PROVIDED PASSAGE:

This is not Cathie's problem. This is Cathie's job.
Investors can debate her investment approach and how she markets her products, but she's not forcing anyone to buy her fund.
Although, she's sure glad when they do:
ARKK manages ~ $12 billion
.75% annual fee per year
$12 billion * .75% ≈ $90 million annual revenue
The fees get paid regardless of performance. We can agree she's not struggling to make ends meet.
FWIW, the global stock market is down only ~ 18% this year, and you can buy it for .06% per year.
There Are No Bananafish
First published in the New Yorker on January 31, 1948 – and again in the Nine Stories collection, JD Salinger's A Perfect Day for a Bananafish is a masterpiece short story.
You get early hints that something is amiss with this character, Seymour. Allusions to mild psychosis, maybe some depression. Then you get distracted by other story elements...many of them playful. The reader sort of forgets about the early hints, and now Seymour's happy and having a great time.

TASKS AND EXERCISES:
(a) Answer these questions using the provided passage:
(i) What annual fee does ARKK charge?
(ii) What does the passage say it costs per year to buy the global stock market?
(iii) Where and on what date was A Perfect Day for a Bananafish first published?
(b) Write the next few sentences of the provided passage, carrying on from its last sentence about Seymour.
The records that come next have no connection to the passage above.

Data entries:
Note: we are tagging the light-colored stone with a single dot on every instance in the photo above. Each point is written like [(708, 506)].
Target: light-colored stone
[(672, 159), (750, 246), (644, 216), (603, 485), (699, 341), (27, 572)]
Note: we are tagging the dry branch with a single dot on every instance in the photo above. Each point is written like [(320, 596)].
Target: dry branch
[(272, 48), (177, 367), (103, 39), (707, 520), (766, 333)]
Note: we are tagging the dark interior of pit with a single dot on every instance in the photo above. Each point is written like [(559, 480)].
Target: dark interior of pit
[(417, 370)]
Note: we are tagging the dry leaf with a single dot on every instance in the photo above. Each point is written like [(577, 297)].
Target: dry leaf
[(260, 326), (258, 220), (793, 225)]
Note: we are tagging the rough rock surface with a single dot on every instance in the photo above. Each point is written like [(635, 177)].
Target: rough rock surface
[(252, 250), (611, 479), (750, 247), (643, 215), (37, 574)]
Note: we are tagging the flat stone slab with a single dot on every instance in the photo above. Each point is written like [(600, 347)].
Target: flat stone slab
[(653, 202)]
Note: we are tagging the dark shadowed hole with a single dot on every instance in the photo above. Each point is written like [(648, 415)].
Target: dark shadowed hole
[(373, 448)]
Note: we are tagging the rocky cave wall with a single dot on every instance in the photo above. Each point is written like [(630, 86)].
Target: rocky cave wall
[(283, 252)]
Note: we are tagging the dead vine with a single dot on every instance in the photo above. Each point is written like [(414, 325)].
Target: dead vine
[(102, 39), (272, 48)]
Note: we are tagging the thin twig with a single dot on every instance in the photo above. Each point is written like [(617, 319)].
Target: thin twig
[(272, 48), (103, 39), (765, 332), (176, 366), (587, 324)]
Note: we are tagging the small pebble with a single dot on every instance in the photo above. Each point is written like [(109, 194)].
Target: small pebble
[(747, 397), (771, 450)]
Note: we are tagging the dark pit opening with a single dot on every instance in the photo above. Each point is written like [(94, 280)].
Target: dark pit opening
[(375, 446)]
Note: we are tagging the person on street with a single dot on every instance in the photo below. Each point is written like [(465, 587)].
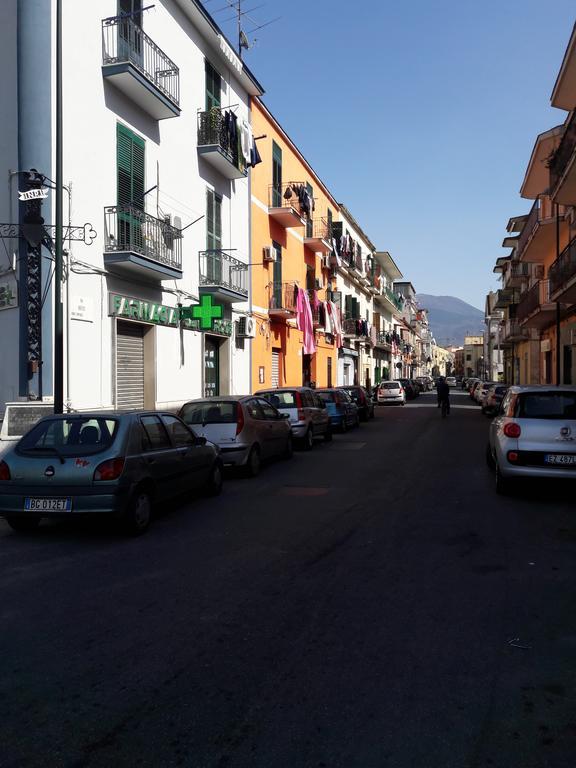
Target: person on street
[(443, 393)]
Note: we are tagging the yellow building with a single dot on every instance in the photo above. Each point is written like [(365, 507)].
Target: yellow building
[(292, 214)]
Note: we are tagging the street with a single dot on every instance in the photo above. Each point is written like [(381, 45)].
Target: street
[(371, 604)]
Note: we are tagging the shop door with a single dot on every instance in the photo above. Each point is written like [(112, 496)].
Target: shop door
[(211, 367), (129, 366), (275, 367)]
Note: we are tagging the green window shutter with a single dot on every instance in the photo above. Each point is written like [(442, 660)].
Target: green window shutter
[(130, 163)]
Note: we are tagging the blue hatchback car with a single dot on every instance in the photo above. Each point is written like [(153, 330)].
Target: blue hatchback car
[(99, 463)]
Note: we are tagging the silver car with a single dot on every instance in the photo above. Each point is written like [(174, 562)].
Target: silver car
[(247, 429), (533, 435)]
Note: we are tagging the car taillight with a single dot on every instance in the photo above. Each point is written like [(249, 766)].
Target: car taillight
[(239, 420), (512, 429), (298, 399), (109, 470)]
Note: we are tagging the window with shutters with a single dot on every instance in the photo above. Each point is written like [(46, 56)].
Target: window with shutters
[(213, 86), (276, 176), (213, 235)]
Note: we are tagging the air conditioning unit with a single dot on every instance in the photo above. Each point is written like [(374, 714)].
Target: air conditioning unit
[(246, 328)]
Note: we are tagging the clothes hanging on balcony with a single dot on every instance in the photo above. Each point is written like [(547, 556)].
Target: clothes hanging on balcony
[(305, 323)]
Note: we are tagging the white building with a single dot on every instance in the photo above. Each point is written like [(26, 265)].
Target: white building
[(156, 157)]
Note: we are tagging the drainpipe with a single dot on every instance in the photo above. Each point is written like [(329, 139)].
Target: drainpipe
[(557, 303)]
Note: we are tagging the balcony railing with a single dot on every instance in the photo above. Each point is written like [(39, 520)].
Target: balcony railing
[(124, 41), (564, 268), (534, 298), (130, 230), (217, 128), (283, 298), (219, 269), (563, 154)]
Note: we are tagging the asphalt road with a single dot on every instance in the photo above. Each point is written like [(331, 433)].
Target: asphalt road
[(372, 604)]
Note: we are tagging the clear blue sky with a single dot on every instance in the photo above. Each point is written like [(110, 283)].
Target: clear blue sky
[(420, 116)]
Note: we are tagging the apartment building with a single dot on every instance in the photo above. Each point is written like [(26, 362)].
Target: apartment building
[(157, 156)]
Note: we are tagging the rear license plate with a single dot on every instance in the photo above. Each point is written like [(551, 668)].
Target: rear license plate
[(560, 458), (47, 505)]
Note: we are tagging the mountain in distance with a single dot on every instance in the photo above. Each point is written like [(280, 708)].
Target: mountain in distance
[(451, 319)]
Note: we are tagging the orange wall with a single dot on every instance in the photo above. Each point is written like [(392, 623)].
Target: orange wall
[(272, 334)]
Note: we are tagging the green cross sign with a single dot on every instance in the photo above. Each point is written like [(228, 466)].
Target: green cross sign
[(206, 312)]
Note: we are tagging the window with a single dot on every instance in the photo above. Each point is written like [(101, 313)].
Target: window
[(130, 156), (180, 434), (156, 437), (276, 176), (213, 86)]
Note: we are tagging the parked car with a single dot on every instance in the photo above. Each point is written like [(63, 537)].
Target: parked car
[(115, 464), (493, 399), (361, 397), (409, 388), (247, 429), (391, 392), (309, 418), (533, 435), (342, 410)]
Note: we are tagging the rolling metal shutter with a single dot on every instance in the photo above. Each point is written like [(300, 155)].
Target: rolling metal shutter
[(275, 368), (129, 366)]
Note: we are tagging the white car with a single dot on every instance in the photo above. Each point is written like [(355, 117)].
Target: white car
[(391, 392), (534, 435)]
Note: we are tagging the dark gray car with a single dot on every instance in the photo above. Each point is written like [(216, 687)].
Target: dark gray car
[(104, 463)]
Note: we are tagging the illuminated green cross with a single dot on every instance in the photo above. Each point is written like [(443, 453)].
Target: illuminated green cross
[(207, 312)]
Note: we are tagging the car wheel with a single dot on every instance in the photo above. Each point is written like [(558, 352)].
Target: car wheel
[(503, 484), (215, 481), (23, 524), (308, 442), (253, 463), (138, 515), (289, 450), (489, 457)]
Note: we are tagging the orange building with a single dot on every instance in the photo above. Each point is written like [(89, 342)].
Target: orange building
[(292, 214)]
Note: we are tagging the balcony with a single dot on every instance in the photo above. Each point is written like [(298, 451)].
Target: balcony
[(517, 272), (318, 236), (285, 204), (282, 302), (141, 245), (218, 145), (563, 167), (223, 276), (562, 275), (535, 309), (134, 64)]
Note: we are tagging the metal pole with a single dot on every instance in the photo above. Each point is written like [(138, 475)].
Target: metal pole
[(557, 303), (58, 313)]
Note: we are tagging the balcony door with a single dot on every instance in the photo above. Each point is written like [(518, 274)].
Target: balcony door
[(213, 237)]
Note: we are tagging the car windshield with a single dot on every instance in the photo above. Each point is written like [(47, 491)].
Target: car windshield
[(281, 399), (546, 405), (212, 412), (75, 436)]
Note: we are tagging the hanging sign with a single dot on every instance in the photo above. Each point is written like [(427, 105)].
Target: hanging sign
[(33, 194)]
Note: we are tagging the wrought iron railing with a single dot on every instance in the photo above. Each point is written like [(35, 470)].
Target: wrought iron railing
[(563, 154), (218, 268), (217, 127), (125, 41), (283, 296), (293, 194), (129, 229), (533, 299), (564, 268)]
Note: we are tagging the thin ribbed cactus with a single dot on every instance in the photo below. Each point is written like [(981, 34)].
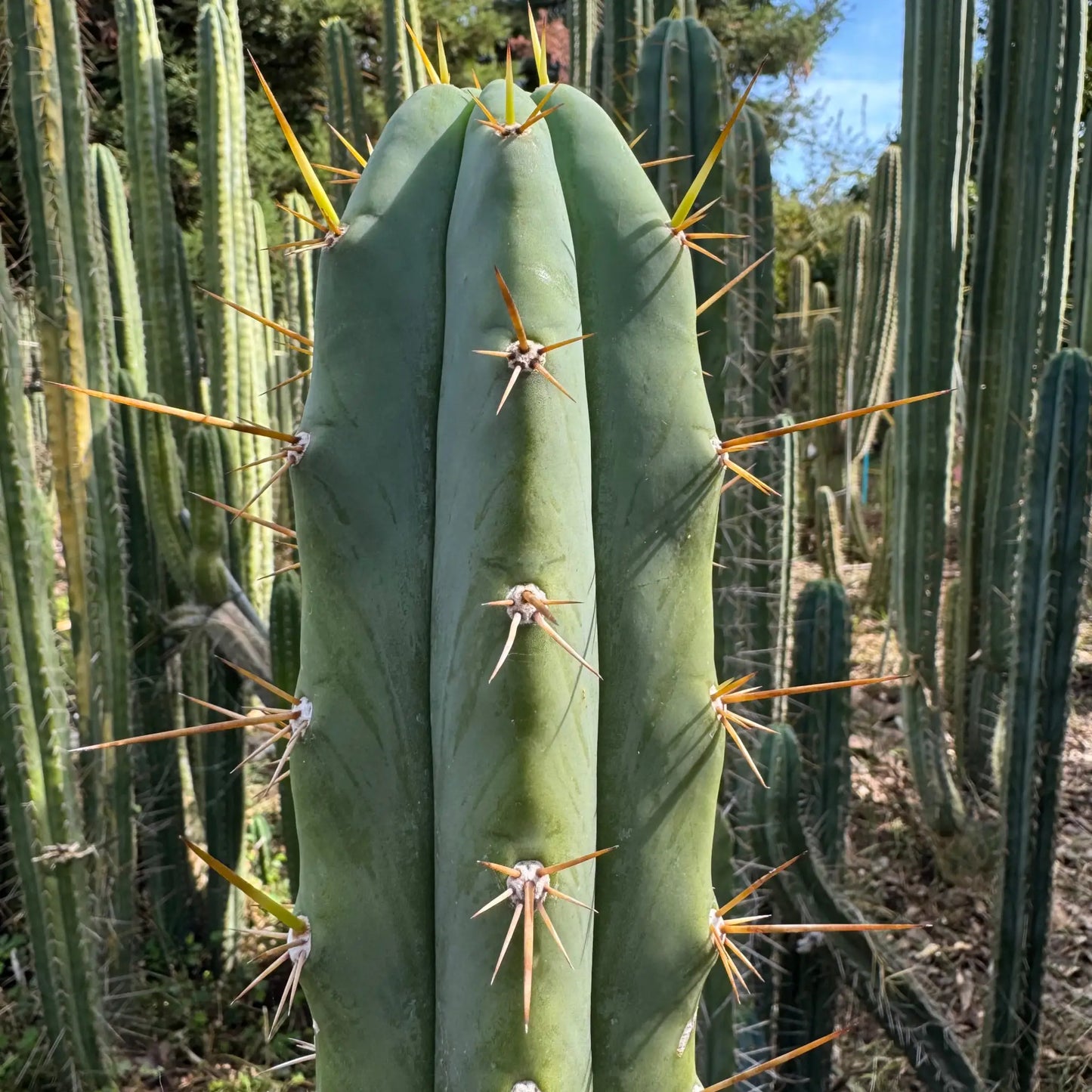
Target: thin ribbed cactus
[(39, 782), (614, 60), (809, 979), (749, 519), (828, 532), (1050, 574), (164, 868), (866, 964), (285, 620), (873, 367), (1019, 282), (161, 262), (937, 112), (73, 292), (237, 348), (879, 574), (36, 103), (1080, 320), (795, 331), (582, 19)]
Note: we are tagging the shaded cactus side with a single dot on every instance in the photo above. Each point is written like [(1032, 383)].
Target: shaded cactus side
[(39, 780), (1018, 280), (936, 144), (1050, 576)]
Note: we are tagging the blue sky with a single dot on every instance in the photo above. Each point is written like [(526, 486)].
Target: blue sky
[(858, 74)]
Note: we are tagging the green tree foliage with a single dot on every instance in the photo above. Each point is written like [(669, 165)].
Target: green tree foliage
[(784, 39)]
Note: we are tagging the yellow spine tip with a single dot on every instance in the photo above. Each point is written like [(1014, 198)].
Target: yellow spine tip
[(509, 90)]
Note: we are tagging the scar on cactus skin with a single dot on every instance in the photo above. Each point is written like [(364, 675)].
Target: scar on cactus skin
[(773, 1063), (333, 225), (524, 355), (721, 928), (295, 944), (527, 889), (735, 690), (725, 449), (527, 606)]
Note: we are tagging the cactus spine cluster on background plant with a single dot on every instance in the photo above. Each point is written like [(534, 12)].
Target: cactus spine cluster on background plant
[(1027, 169)]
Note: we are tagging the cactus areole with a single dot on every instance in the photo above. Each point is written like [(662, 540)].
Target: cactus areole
[(483, 245)]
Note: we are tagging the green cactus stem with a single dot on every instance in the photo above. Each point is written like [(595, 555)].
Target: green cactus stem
[(1050, 576), (161, 262), (39, 781), (285, 620), (1019, 284), (345, 107), (936, 144), (829, 549), (868, 966)]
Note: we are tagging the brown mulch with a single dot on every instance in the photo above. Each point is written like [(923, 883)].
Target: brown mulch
[(891, 864)]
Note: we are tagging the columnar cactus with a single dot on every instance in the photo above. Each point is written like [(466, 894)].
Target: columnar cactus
[(402, 68), (345, 108), (1019, 283), (238, 360), (1080, 329), (795, 330), (507, 500), (682, 107), (821, 639), (1050, 574), (161, 263), (936, 144), (39, 782)]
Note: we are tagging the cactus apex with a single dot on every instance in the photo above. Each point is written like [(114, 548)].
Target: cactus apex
[(527, 605), (333, 226), (527, 888)]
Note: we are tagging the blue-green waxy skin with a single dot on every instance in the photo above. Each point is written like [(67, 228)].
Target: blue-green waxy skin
[(654, 501), (515, 759), (363, 497)]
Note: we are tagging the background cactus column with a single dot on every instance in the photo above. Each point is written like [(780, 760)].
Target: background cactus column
[(39, 782), (936, 144), (1050, 576), (1019, 282), (345, 107), (161, 262)]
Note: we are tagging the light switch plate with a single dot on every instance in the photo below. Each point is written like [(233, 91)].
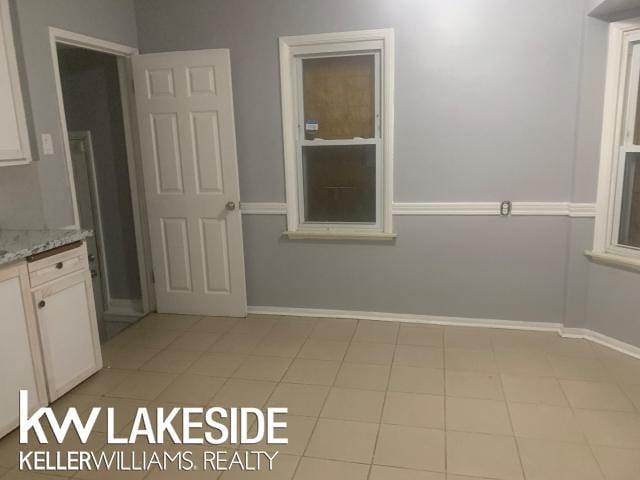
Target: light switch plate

OUTPUTS FOR THE TASKS:
(a)
(i) .75% per year
(ii) .06% per year
(iii) In the New Yorker, on January 31, 1948

(b)
Then he shoots himself in the head and the story is immediately over with no explanation.
It's heavy. And you sort of think back as a reader and realize – of course, there were early hints. But during the read, you lose track.
At one point in the middle of the story, Seymour is on a Florida beach playing with a little girl, Sybil.
Ocean. Sand. Seashells. It's the 1948 New Yorker version of Snoop Doggy Dogg's Corona commercials – we, the reader, want to join them on this beach.
"Sybil," he said. "I'll tell you what we'll do. We'll see if we can catch a bananafish." "A what?" "A bananafish," he said.
Seymour describes what to look for: a normal-looking fish that just happens to eat bananas.
"I don't see any," Sybil said. "That's understandable. Their habits are very peculiar. Very peculiar."
And she's more intrigued. And she keeps looking.
And then she finally tells him that she sees one! And it has six bananas in its mouth.
Sybil is young and impressionable. Seymour is older, and knows how to stir Sybil's interest. Keep looking. Their habits are peculiar. Very peculiar. Keep looking.
And eventually, when Sybil's looking hard enough – and she's frustrated enough, and when she wants to see one badly enough – Sybil sees one.
But Sybil seeing a bananafish is just an outcome that Seymour engineered.
Many of our investment returns are disappointing right now. Investors, especially during downturns, are impressionable. Just like Sybil.
They want to believe things.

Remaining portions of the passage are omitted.